**Stated goal:**
In the banjo-music thread below, shorten the paragraph that begins "The Avett Brothers veer towards bluegrass" to one sentence that keeps its main facts.

Supperbell Roundup is a busking guy who tours (or used to, at least) by Greyhound Bus, just him and his banjo. At Station Four is good -- used copies start at one penny!
posted by Karlos the Jackal at 5:24 PM on February 29, 2008

Response by poster: There are some GREAT suggestions here. Sufjan Stevens was already a favourite but I don't think anyone else mentioned something I already have so lots of new discoveries. Excellent! Thank you!
posted by Kappi at 5:53 PM on February 29, 2008

Don't kill me:
Matchbox 20: "Unwell"
posted by softlord at 5:53 PM on February 29, 2008

Do "old Man" or "For the Turnstiles" by Neil young count as modern?
posted by bottlebrushtree at 6:07 PM on February 29, 2008

The banjo in the Shins' song "Australia" always makes me smile.
posted by macguffin at 6:21 PM on February 29, 2008

Sufjan Stevens and Boy Least Likely To are good suggestions. I'm pretty sure there's a banjo in Neutral Milk Hotel's King of Carrot Flowers Pt. 2. I can't think of any banjo in Band of Horses.
posted by ludwig_van at 6:32 PM on February 29, 2008

The Avett Brothers veer towards bluegrass once in a while, but a lot of their music is hard-driving, gritty acoustic rock. Check out "Die, Die, Die" from "Emotionalism".
posted by underthehat at 6:39 PM on February 29, 2008 [2 favorites]

Oh, on second thought, Band of Horses have some banjo, sorry. But I wouldn't recommend them.

On preview: Avett Brothers, good call.
posted by ludwig_van at 6:40 PM on February 29, 2008

R.E.M., "Electrolite"
posted by anazgnos at 6:46 PM on February 29, 2008

I play the banjo and I am from Ohio and I am offended by the stereotype perpetuated by the title of this question, even if it might be ironic.

So I will recommend Eddie Brown, Grupo Fundal de Quintal, and Mick Moloney just to give you a hard time.
posted by billtron at 6:59 PM on February 29, 2008

I mean Fundo, not Fundal.
posted by billtron at 7:05 PM on February 29, 2008

The Go! Team - Everyone's a VIP to Someone (on which I thought the banjo was sampled, but here they are performing it live)

**Supplied records:**

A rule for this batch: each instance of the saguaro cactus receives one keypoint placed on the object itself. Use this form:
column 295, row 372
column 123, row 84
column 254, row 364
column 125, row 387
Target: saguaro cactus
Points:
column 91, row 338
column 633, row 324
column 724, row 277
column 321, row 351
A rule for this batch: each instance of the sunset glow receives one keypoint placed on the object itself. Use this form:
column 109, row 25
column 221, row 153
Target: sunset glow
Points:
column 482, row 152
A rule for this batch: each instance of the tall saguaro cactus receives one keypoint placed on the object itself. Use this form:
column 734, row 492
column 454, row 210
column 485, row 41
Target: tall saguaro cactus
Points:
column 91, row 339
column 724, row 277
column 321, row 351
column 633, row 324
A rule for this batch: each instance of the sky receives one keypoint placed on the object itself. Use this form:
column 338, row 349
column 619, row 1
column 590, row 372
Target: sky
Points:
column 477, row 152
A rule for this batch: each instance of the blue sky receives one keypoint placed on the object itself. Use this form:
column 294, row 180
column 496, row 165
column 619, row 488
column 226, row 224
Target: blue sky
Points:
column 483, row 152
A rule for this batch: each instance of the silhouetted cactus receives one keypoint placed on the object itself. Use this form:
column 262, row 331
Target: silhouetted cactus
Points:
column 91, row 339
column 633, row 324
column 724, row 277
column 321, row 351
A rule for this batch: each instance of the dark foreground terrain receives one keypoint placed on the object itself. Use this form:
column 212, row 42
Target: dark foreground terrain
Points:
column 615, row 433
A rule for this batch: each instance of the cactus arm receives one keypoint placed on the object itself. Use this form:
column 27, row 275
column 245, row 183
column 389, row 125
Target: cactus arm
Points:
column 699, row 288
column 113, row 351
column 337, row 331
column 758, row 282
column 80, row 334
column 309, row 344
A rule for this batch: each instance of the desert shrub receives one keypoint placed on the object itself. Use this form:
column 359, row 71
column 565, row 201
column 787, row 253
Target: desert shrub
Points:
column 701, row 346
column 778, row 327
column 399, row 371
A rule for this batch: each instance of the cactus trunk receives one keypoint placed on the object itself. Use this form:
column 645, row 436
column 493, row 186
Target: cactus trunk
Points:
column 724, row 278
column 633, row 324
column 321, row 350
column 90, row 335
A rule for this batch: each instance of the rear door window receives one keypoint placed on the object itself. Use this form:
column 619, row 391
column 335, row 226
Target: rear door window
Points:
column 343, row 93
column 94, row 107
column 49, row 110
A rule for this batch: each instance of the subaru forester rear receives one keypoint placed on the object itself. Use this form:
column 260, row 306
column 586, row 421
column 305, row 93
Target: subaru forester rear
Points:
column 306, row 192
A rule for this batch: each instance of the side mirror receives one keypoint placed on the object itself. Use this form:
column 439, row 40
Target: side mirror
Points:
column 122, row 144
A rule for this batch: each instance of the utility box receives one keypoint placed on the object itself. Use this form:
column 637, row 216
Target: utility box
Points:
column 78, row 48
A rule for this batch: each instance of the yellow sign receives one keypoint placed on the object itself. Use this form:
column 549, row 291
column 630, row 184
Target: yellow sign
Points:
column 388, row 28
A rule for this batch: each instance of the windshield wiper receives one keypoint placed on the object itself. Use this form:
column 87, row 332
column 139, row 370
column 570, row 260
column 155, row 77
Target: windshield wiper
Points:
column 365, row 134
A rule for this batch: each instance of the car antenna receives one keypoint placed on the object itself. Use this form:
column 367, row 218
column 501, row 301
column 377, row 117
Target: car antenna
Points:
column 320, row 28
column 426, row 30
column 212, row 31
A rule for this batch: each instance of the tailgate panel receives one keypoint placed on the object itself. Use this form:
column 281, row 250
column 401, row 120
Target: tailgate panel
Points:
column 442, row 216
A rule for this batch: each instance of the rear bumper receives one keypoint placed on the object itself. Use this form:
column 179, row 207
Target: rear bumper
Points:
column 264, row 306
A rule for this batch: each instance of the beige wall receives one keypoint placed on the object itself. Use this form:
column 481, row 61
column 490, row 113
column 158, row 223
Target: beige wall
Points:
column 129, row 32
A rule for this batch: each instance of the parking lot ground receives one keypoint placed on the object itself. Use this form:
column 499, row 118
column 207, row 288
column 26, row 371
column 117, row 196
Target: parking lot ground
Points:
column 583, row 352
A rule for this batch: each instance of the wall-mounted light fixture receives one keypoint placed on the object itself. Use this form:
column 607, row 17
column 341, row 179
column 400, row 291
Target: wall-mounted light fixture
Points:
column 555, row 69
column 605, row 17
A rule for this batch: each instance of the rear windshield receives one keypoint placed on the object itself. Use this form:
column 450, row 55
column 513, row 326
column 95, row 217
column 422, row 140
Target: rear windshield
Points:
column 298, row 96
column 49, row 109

**Exercise output:**
The Avett Brothers sometimes lean toward bluegrass but mostly play hard-driving, gritty acoustic rock; "Die, Die, Die" from "Emotionalism" is recommended.